→ Extract to read:

......

- Forcados Location within Nigeria
- Coordinates: 5°35′57″N 5°34′59″E﻿ / ﻿5.59917°N 5.58306°E
- Town: Nigeria

Area
- • Total: 6.02 km^{2} (2.32 sq mi)

Population
- • Estimate (2016): 2,000

= Forçados =

Town in Buruntu, Delta State, Nigeria

Forçados is a small town in Burutu LGA of Delta State, Nigeria. It is most noted for the Forcados River, which is a major navigable channel of the Niger Delta. The river starts about 20 mi downstream from Aboh and flows through zones of freshwater swamps, swamps, and coastal sand ridges before completing its 123 mi course to the Bight of Benin.

History reveals that Forçados and neighbouring Burutu played a significant role in slave trade era. The Portuguese built a slave dungeon in 1475, where slaves were kept before being exported to Europe and America. The Forçados slave wharf is one of the longest in Africa; it was built by the Portuguese in 1472, and renovated by Royal Niger Company in 1886 when they took over the town. The Royal Niger Company built a prison in 1887 and it was the first in West Africa. The famous Forçados sea wall was built in 1616, also by the Portuguese, to protect their houses from flooding. The Portuguese also built a windmill in 1472. The abandoned Burutu sea port was built by the Royal Niger Company in 1887; it was the first modern sea port in Africa.

......

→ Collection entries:
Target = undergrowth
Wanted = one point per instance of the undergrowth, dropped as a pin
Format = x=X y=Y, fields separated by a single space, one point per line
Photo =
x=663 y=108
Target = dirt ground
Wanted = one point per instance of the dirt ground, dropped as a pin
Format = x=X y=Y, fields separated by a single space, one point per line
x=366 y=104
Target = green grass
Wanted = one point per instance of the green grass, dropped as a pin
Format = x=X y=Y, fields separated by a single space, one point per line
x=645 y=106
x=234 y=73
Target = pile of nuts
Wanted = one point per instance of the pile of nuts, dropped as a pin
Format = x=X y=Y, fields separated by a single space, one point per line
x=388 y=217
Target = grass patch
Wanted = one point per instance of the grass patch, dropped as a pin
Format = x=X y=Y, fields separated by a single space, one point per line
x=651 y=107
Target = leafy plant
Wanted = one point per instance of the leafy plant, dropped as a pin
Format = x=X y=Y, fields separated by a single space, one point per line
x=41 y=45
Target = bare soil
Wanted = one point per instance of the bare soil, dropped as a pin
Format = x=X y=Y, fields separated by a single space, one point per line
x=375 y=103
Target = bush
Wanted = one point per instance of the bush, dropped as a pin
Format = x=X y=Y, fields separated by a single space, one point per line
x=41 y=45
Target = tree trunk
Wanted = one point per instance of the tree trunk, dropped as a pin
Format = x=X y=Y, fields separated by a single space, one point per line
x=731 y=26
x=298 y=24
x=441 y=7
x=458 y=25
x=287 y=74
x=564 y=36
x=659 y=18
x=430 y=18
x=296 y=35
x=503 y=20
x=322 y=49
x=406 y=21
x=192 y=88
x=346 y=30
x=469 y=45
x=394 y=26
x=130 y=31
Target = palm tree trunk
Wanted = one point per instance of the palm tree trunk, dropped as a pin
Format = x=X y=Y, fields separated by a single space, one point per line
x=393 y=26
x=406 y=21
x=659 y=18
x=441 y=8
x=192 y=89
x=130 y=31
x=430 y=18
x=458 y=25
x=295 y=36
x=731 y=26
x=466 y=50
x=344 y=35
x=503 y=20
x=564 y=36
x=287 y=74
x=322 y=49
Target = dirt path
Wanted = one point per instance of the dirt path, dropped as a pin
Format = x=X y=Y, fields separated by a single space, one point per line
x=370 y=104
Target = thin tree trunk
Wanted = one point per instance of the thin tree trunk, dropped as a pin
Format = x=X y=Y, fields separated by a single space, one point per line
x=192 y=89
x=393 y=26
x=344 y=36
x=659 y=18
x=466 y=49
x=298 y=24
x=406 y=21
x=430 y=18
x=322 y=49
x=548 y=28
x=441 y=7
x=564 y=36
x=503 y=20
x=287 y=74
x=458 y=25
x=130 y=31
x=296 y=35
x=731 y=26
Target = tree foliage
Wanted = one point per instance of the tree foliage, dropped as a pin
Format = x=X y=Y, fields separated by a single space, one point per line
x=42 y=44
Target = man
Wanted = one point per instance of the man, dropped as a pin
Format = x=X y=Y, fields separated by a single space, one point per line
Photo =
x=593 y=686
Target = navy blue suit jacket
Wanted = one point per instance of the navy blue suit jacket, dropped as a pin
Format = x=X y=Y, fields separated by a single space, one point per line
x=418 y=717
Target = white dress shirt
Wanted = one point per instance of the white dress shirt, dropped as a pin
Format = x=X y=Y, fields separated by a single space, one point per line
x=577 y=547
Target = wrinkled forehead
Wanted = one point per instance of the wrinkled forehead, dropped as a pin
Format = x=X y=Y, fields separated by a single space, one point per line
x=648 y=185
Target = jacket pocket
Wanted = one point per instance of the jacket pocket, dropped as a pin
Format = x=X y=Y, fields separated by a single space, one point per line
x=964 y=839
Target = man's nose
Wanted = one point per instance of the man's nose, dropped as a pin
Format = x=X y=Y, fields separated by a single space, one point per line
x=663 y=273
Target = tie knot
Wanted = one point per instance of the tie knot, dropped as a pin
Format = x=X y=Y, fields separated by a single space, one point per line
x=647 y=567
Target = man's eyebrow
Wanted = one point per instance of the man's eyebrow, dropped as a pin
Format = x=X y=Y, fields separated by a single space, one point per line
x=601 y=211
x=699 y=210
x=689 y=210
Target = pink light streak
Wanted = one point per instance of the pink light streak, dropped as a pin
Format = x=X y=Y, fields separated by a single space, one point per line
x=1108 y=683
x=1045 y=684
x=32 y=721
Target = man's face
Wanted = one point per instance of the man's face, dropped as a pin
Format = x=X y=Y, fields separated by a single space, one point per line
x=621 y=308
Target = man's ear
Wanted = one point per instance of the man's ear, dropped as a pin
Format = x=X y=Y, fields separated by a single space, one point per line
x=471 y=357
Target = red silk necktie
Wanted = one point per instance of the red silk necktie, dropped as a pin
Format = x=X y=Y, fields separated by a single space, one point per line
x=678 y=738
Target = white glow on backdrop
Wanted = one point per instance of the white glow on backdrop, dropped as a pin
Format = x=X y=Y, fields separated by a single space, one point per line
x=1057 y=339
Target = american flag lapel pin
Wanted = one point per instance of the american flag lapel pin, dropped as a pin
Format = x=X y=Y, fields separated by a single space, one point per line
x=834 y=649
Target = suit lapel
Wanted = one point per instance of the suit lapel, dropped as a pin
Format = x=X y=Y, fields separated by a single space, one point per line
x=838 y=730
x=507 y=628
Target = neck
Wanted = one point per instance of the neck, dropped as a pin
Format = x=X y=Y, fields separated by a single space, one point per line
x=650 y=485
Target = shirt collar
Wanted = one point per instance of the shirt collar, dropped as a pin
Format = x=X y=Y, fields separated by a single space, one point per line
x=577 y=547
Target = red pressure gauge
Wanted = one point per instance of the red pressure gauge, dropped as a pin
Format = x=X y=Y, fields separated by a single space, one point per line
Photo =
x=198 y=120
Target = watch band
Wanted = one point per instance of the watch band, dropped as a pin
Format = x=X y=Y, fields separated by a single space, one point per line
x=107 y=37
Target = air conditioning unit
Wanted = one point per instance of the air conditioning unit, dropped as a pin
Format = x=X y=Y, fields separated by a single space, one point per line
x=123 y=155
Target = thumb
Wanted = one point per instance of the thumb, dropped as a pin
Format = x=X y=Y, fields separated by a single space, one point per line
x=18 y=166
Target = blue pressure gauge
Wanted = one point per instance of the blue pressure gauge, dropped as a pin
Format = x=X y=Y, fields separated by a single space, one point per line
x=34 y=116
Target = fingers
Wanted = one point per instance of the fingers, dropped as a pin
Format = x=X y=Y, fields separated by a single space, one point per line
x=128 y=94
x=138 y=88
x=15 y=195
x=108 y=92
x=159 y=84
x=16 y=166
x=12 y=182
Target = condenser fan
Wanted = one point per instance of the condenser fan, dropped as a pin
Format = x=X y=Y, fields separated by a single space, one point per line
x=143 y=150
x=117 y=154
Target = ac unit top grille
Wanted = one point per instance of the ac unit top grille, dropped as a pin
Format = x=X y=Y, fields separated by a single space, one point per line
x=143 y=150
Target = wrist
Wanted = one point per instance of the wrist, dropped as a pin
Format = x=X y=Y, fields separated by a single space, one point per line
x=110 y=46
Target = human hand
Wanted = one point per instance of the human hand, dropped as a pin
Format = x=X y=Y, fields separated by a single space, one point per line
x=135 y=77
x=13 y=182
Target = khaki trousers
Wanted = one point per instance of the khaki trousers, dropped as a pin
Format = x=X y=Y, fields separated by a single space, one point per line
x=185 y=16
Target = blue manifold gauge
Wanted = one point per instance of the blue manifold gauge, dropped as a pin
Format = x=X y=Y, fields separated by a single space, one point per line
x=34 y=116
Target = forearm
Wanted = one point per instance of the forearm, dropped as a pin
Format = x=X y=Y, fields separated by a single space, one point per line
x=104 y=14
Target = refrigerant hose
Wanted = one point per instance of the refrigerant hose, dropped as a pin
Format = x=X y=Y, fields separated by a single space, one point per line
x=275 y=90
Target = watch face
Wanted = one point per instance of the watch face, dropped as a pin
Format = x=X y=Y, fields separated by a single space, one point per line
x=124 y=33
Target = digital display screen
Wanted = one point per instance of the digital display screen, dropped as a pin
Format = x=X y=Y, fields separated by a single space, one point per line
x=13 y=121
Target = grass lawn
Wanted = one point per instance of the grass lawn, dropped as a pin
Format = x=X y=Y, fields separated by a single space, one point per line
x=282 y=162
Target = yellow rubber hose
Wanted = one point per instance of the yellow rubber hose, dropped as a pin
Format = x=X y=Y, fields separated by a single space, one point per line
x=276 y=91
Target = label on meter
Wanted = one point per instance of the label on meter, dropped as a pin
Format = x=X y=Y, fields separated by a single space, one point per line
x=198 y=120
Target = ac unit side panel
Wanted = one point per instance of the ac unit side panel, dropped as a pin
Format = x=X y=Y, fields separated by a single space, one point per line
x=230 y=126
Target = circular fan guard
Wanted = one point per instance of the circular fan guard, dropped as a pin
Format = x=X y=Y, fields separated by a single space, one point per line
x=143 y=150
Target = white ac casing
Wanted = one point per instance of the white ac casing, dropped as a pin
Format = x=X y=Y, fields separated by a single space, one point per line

......

→ Tasks to complete:
A – Retype the passage on Forçados word for word, starting with the words containing "History reveals that" and ending with "port in Africa.".
B – Decide whether each statement below agrees with the passage on Forçados. Answer yes or no for each and quote the words that settle it.
(i) The Forcados River runs a course of 123 mi to the Bight of Benin.
(ii) The Forçados sea wall was built by the Royal Niger Company.
(iii) The prison built by the Royal Niger Company was the first in West Africa.
C – Carry on the passage on Forçados, picking up after its final sentence.

→ Expected outputs:
A –
History reveals that Forçados and neighbouring Burutu played a significant role in slave trade era. The Portuguese built a slave dungeon in 1475, where slaves were kept before being exported to Europe and America. The Forçados slave wharf is one of the longest in Africa; it was built by the Portuguese in 1472, and renovated by Royal Niger Company in 1886 when they took over the town. The Royal Niger Company built a prison in 1887 and it was the first in West Africa. The famous Forçados sea wall was built in 1616, also by the Portuguese, to protect their houses from flooding. The Portuguese also built a windmill in 1472. The abandoned Burutu sea port was built by the Royal Niger Company in 1887; it was the first modern sea port in Africa.

B –
(i) Yes: "before completing its 123 mi course to the Bight of Benin."
(ii) No: "The famous Forçados sea wall was built in 1616, also by the Portuguese"
(iii) Yes: "The Royal Niger Company built a prison in 1887 and it was the first in West Africa."

C –
The Forçados Infectious Diseases General Hospital, built in 1890, was the first in Nigeria and West Africa. Newly trained medical personnel from abroad began their first medical work in Forçados. The hospital still functions partially, renovated by Delta State government.

All the structures discussed are just a few of those built by the Portuguese and the British, who settled in Forçados and Burutu to do business. The structures discussed above and many more are still visible, but are fast decaying due to lack of maintenance by the government.

Forçados was the administrative headquarters that hosted the Portuguese, and played a vital role in the colonial era in Nigeria. The community today has a total human population of approximately 2000 inhabitants, predominantly Ijaws, with fishing as their main source of livelihood.